In 2007, the anime Tokyo Majin (東京魔人學園剣風帖龖, Tokyo Majin Gakuen Kenpūchō Tō) was broadcast in Japan. The same year, it was localized into English by ADV Films, becoming the franchise's first entry to be released outside Japan. It is a loose adaptation of the first game, Kenpūchō, though due to the absence of creative influence from series director Shuuhou Imai, it significantly differs from the original work.

== Other media ==
In a media mix marketing strategy, tangential works in other media have also been produced. This includes:

- The audio dramas Taimajin (退魔陣), Gekkōden (月紅伝), Kōryūsai (黄龍祭), Yōkitan (妖鬼譚), and Kagerō (陽炎). In addition, audio dramas based on Kowloon High-School Chronicle, Tenshō Gakuen: Gensōroku, Tenshō Gakuen: Gekkōroku, Tokyo Mono Hara Shi, and Tokyo Requiem have been released, as well as one only available with the Japanese limited edition of the Nintendo Switch version of Kowloon High-School Chronicle.
- The radio dramas Gakkyū Nikki (学級日誌), based on the anime, and Tokyo Majin Gakuen Hōsōbu (東京魔人學園放送部) – the latter being web radio, later collected on DVD.
- The manga Tokyo Requiem.
- The light novel series Sōryūhen (双龍変). In addition, a light novel based on Tokyo Twilight Ghost Hunters: Daybreak Special Gigs has been released.

## [Stated problem]
Rewrite the paragraph beginning "In 2007, the anime Tokyo Majin" from the passage on the Tokyo Majin franchise as a shorter paragraph that keeps its main facts. The material that comes after this text isn't needed.

## [Given information]
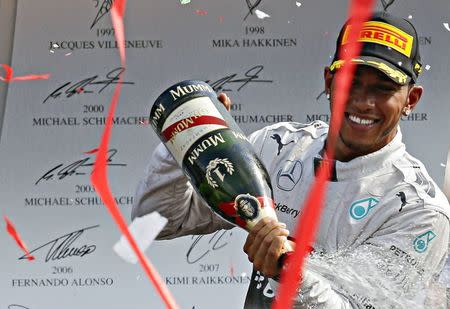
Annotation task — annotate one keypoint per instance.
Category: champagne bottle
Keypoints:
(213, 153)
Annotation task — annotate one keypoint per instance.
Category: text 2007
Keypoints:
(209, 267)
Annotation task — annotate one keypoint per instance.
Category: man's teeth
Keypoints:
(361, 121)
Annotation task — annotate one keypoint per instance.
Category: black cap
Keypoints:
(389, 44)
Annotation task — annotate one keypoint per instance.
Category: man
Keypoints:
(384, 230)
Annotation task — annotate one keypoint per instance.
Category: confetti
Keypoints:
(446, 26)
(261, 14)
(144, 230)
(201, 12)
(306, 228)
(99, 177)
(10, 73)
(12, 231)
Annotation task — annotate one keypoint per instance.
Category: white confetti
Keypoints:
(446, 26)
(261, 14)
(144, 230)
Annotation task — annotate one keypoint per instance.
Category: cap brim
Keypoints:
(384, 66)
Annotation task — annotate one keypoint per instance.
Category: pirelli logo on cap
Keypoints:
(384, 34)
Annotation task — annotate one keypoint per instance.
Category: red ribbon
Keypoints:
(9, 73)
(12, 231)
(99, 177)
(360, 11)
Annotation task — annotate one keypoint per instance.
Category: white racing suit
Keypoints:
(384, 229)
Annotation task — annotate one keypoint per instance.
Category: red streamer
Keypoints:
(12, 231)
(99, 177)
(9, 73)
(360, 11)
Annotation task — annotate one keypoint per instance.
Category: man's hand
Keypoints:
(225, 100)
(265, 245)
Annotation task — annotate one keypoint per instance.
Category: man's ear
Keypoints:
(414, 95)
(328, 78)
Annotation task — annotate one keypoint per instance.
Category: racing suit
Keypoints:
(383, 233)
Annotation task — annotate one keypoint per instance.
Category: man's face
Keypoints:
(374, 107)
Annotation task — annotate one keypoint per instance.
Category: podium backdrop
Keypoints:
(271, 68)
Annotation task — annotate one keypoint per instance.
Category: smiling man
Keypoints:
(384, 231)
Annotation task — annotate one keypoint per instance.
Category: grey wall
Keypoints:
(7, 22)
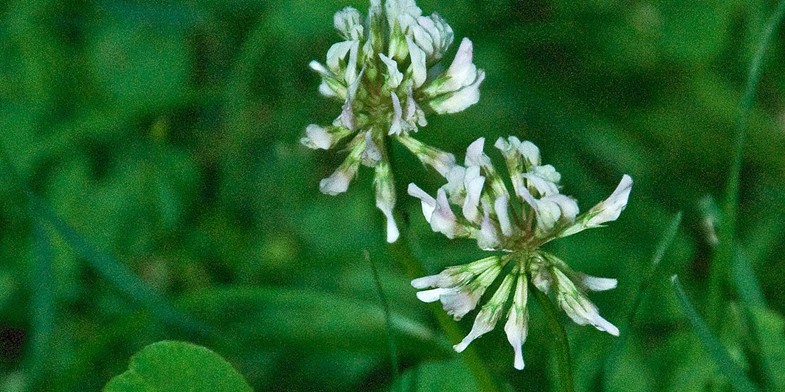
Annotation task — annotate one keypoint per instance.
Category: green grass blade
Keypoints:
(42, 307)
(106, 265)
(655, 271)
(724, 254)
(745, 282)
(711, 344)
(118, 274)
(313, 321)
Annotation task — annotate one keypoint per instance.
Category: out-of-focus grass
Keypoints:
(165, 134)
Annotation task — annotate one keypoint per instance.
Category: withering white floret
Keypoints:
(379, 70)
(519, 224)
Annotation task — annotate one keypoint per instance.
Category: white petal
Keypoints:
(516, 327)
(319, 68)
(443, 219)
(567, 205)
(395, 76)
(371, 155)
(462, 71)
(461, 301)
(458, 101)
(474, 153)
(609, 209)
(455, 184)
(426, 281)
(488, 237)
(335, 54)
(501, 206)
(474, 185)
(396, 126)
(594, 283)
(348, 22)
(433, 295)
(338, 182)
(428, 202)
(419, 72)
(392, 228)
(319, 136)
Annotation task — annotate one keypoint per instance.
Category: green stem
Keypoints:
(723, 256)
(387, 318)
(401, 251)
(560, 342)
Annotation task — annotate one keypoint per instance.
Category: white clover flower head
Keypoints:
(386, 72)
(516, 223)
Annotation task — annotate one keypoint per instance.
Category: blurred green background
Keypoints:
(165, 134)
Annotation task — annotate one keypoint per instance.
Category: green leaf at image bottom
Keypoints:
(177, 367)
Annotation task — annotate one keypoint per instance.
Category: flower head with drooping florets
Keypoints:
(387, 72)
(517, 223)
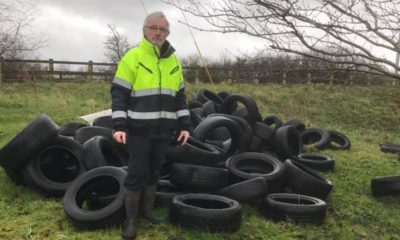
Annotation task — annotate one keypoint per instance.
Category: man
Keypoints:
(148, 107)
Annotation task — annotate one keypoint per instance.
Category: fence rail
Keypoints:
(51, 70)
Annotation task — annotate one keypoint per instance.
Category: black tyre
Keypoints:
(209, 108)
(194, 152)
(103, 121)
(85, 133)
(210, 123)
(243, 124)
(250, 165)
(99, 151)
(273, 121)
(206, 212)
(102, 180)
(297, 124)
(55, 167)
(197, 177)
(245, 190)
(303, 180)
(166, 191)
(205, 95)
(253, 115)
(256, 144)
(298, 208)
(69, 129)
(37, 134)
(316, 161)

## [Result below]
The anime Tokyo Majin aired in Japan in 2007. That same year, ADV Films localized it into English, which made it the franchise's first release outside Japan. It loosely adapts the first game, Kenpūchō, but differs significantly from it because series director Shuuhou Imai had no creative influence on it.